───── Texte fourni
Et la direction de la Société Générale de répéter pour rassurer ses actionnaires que, malgré ces cinq milliards perdus, auxquels s'ajoutent deux autres milliards envolés dans d'autres spéculations, la banque continue de faire du profit. La preuve : elle vient de racheter une banque russe !
Le courtier de banque qui a réussi ce coup en déjouant les contrôles est peut-être un informaticien de génie. Mais le système économique où cela est possible est tout de même un système fou.
Dans les entreprises où l'on produit et où se créent les véritables richesses, on impose un rythme de travail de plus en plus dur pour gagner quelques secondes, on restructure pour réduire les effectifs, on bloque les salaires alors que les prix s'emballent, on aggrave l'exploitation en prétendant qu'il faut en passer par là pour résister à la concurrence et à la mondialisation. Et tout cela pour que les profits ainsi sués rejoignent la spéculation financière où des milliards peuvent partir en fumée !
Du coup, même les ministres se mettent à parler de contrôle et de transparence. Mais toute cette affaire montre que le contrôle interne ou celui par des officines spécialisées ne valent rien. Eh oui, la première mesure indispensable serait de lever le secret des affaires, le secret bancaire et de permettre aux employés de banque, aux syndicats, à la population de contrôler les circuits par lesquels passe, s'accumule ou se dilapide l'argent !
À ce qu'il paraît, en liquidant dans la précipitation les actions pourries rachetées par le courtier, la Société générale aurait amplifié le krach boursier en cours. Si cela ne concernait que les actionnaires, on pourrait s'en désintéresser, voire s'en réjouir. Mais la crise financière peut se transformer à n'importe quel moment en une grave crise de l'économie et de la production matérielle elle-même, malgré les rodomontades de Sarkozy ou de la ministre des Finances Lagarde, qui jurent qu'en France tout va très bien.
──────────
───── Données extraites
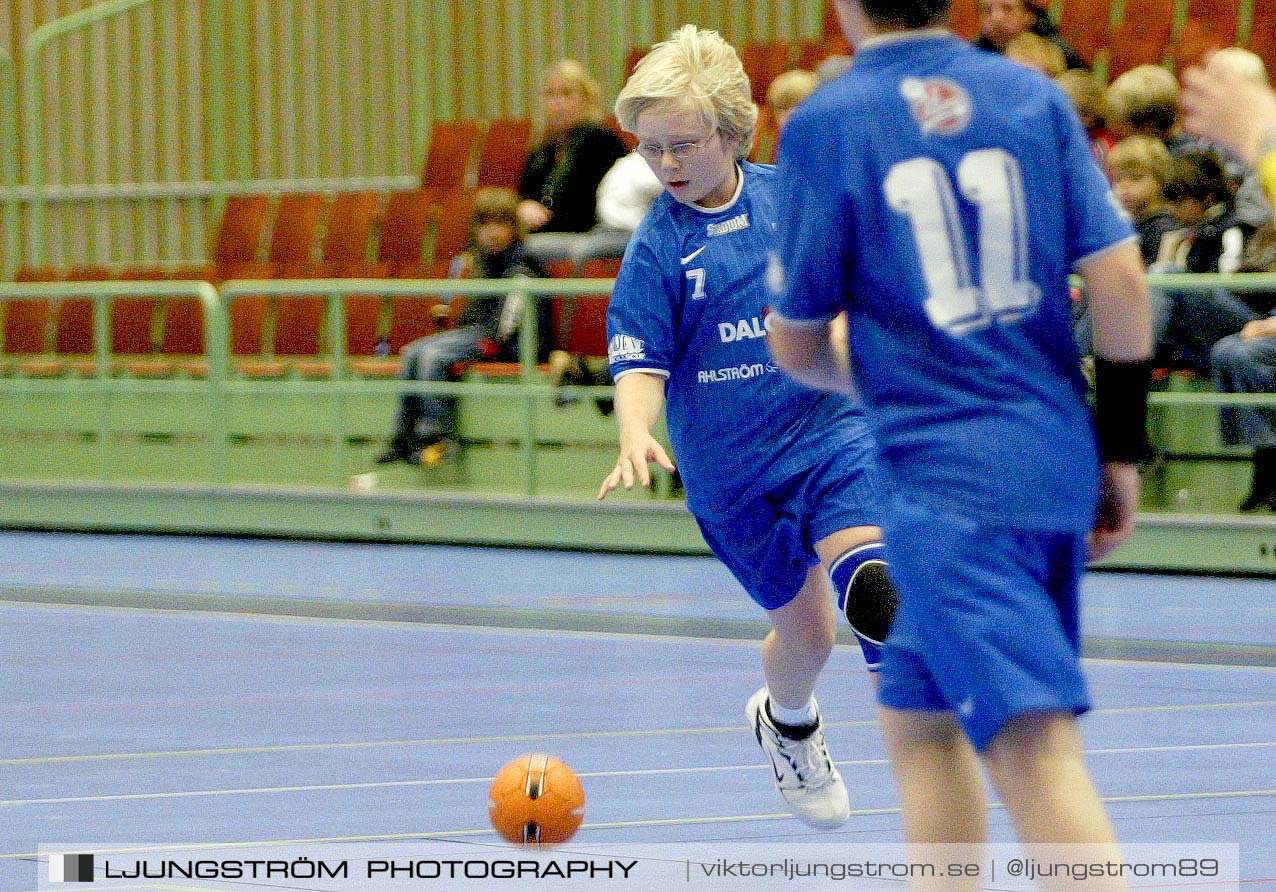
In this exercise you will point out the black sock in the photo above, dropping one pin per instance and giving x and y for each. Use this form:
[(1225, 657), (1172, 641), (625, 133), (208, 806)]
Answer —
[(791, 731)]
──────────
───── Données extraites
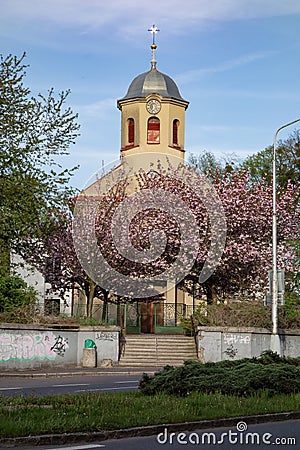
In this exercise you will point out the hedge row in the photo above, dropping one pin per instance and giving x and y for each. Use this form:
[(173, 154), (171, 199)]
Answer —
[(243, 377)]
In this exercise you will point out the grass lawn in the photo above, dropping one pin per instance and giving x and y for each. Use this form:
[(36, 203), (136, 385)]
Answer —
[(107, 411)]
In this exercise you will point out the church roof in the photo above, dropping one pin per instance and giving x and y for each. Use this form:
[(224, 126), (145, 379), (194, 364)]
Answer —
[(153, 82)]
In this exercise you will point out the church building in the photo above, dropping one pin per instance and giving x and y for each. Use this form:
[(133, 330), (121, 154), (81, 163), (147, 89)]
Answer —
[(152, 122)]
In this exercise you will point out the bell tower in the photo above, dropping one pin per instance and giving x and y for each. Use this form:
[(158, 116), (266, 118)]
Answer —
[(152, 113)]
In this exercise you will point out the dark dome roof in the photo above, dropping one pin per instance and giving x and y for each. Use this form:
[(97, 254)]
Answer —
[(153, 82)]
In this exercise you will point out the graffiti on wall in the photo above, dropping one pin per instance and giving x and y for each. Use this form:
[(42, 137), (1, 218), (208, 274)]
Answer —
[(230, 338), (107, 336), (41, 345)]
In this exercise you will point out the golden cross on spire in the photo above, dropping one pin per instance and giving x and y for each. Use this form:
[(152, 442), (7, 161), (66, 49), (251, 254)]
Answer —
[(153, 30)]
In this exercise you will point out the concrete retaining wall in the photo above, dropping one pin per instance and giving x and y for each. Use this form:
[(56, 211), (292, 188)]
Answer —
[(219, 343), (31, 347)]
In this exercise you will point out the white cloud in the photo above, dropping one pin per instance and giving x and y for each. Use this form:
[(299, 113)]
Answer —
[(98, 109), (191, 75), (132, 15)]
──────────
> Problème à résoudre: Traduisez en anglais la phrase suivante du texte fourni : « Mais le système économique où cela est possible est tout de même un système fou. »

> Réponse: But the economic system in which this is possible is, all the same, a crazy system.